<<<<

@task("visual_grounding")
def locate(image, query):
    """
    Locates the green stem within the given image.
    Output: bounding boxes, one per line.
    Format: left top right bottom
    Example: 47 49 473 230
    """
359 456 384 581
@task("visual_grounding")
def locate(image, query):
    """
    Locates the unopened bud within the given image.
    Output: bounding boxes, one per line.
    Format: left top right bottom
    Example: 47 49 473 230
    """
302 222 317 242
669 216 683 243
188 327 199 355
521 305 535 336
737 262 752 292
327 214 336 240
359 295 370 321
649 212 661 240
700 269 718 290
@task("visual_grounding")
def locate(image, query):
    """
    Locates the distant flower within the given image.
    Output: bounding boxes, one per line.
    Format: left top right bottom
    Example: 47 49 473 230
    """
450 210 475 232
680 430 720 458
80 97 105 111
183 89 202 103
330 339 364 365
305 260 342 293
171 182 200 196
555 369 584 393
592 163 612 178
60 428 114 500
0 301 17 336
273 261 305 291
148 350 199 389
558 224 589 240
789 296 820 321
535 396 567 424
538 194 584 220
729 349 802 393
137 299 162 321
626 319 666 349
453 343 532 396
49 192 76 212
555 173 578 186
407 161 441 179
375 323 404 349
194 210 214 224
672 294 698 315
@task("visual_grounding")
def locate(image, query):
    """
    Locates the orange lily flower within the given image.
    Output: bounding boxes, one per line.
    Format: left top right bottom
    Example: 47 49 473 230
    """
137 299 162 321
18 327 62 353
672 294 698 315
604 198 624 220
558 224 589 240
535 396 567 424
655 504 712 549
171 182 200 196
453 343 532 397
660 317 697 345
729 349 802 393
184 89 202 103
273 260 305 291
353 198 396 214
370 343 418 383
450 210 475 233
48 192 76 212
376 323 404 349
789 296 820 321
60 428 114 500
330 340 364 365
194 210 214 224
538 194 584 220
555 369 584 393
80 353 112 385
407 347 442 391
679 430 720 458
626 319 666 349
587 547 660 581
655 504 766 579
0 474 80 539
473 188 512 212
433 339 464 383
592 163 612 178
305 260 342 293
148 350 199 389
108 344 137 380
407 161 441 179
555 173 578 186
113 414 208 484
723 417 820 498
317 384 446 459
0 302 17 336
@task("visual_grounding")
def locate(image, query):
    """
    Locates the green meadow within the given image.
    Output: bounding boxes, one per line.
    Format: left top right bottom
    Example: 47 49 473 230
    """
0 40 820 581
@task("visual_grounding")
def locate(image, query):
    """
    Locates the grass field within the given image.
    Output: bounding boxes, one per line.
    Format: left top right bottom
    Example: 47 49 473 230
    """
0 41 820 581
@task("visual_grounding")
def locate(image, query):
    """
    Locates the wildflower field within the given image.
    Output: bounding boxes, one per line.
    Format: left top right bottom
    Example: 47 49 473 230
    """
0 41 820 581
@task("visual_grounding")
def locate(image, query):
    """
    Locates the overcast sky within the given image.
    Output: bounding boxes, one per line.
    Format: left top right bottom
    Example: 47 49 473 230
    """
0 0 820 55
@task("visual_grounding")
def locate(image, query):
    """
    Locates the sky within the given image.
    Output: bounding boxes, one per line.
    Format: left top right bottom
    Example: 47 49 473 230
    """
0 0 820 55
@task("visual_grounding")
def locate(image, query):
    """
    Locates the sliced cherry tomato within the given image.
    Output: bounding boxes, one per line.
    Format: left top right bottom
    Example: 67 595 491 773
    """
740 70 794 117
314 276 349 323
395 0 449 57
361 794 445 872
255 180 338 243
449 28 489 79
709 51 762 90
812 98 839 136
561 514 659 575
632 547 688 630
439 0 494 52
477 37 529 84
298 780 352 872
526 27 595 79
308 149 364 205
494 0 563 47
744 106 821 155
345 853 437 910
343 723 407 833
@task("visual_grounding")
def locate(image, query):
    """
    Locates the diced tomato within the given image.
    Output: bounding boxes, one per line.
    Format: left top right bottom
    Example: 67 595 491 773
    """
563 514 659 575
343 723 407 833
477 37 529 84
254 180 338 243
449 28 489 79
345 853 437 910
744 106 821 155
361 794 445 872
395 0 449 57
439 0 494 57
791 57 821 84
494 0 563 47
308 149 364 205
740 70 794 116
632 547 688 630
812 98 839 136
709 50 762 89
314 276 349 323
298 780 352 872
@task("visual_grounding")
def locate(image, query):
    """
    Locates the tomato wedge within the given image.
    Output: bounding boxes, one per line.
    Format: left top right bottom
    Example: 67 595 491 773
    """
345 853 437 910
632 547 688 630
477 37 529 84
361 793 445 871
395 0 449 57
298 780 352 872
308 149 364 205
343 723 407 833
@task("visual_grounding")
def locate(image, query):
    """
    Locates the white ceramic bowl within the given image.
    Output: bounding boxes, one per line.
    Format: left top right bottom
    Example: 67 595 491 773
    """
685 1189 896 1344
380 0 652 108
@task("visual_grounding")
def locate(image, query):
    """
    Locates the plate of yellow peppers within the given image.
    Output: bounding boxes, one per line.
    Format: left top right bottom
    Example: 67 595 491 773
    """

>>>>

— Short task —
Pull out every line of the records that contains the word "green", matching its case exactly.

— Solution —
    Locates the green stem within the given image.
    Locates the green meadow within the given image.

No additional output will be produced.